**Prompt:**
Reproduce every record below exactly as it appears.
.....
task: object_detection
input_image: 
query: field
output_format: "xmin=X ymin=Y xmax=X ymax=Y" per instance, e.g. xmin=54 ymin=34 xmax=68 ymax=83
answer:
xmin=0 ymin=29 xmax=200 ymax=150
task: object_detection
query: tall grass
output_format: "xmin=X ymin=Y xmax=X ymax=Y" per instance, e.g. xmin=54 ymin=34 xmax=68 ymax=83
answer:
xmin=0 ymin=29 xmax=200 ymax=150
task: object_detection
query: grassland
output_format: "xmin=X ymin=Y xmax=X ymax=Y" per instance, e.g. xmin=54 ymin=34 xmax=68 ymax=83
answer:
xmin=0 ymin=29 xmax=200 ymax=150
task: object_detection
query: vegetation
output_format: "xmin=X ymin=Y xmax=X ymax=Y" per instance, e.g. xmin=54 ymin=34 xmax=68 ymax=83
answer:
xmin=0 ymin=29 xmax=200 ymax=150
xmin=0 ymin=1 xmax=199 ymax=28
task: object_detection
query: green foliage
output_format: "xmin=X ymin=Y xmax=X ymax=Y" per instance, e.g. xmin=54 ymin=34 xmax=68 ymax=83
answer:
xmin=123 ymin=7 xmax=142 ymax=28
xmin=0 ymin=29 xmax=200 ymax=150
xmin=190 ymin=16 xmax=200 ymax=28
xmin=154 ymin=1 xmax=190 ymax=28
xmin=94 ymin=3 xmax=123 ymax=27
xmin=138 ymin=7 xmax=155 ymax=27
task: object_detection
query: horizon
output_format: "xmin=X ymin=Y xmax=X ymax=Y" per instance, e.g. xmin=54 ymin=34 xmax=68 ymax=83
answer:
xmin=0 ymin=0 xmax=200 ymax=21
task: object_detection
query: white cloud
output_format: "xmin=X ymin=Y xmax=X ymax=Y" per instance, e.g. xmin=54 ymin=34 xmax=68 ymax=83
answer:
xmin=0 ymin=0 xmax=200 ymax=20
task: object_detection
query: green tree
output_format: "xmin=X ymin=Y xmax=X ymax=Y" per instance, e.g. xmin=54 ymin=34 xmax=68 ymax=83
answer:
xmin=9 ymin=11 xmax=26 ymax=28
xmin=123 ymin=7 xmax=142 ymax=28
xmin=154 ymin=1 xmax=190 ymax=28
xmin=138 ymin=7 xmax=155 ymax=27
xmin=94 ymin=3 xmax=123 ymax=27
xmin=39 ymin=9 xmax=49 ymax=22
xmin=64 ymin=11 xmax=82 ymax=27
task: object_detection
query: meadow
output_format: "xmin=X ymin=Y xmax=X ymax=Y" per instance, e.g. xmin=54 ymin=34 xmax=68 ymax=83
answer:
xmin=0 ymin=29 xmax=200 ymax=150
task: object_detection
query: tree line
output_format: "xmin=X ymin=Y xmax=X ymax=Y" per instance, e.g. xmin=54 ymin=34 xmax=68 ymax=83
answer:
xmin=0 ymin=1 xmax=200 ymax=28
.....
**Completed task:**
task: object_detection
input_image: 
query: field
output_format: "xmin=X ymin=Y xmax=X ymax=Y" per instance, e.g. xmin=54 ymin=34 xmax=68 ymax=83
answer:
xmin=0 ymin=29 xmax=200 ymax=150
task: object_detection
query: tall grass
output_format: "xmin=X ymin=Y xmax=X ymax=Y" per instance, e.g. xmin=54 ymin=34 xmax=68 ymax=83
answer:
xmin=0 ymin=29 xmax=200 ymax=150
task: object_detection
query: grassland
output_format: "xmin=X ymin=Y xmax=X ymax=Y" per instance, e.g. xmin=54 ymin=34 xmax=68 ymax=83
answer:
xmin=0 ymin=29 xmax=200 ymax=150
task: object_detection
query: vegetation
output_format: "xmin=X ymin=Y xmax=X ymax=Y" per instance, e.g. xmin=54 ymin=34 xmax=68 ymax=83
answer:
xmin=0 ymin=29 xmax=200 ymax=150
xmin=0 ymin=1 xmax=199 ymax=28
task: object_detection
query: green foliage
output_format: "xmin=X ymin=Y xmax=X ymax=Y" per instance, e.g. xmin=54 ymin=34 xmax=68 ymax=83
answer:
xmin=123 ymin=7 xmax=142 ymax=28
xmin=0 ymin=29 xmax=200 ymax=150
xmin=190 ymin=16 xmax=200 ymax=28
xmin=154 ymin=1 xmax=190 ymax=28
xmin=94 ymin=3 xmax=123 ymax=27
xmin=138 ymin=7 xmax=155 ymax=27
task: object_detection
query: horizon
output_format: "xmin=X ymin=Y xmax=X ymax=Y" per instance, e.g. xmin=54 ymin=34 xmax=68 ymax=83
answer:
xmin=0 ymin=0 xmax=200 ymax=21
task: object_detection
query: white cloud
output_format: "xmin=X ymin=Y xmax=X ymax=Y" per instance, e.g. xmin=54 ymin=34 xmax=68 ymax=83
answer:
xmin=0 ymin=0 xmax=200 ymax=20
task: object_detection
query: green tree
output_format: "xmin=X ymin=Y xmax=X ymax=Y" per instance, e.g. xmin=54 ymin=34 xmax=68 ymax=83
answer:
xmin=9 ymin=11 xmax=26 ymax=28
xmin=123 ymin=7 xmax=142 ymax=28
xmin=154 ymin=1 xmax=190 ymax=28
xmin=138 ymin=7 xmax=155 ymax=27
xmin=94 ymin=3 xmax=123 ymax=27
xmin=39 ymin=9 xmax=49 ymax=22
xmin=64 ymin=11 xmax=82 ymax=27
task: object_detection
query: meadow
output_format: "xmin=X ymin=Y xmax=X ymax=Y" per instance, e.g. xmin=54 ymin=34 xmax=68 ymax=83
answer:
xmin=0 ymin=29 xmax=200 ymax=150
task: object_detection
query: tree line
output_format: "xmin=X ymin=Y xmax=X ymax=Y" per instance, e.g. xmin=54 ymin=34 xmax=68 ymax=83
answer:
xmin=0 ymin=1 xmax=200 ymax=28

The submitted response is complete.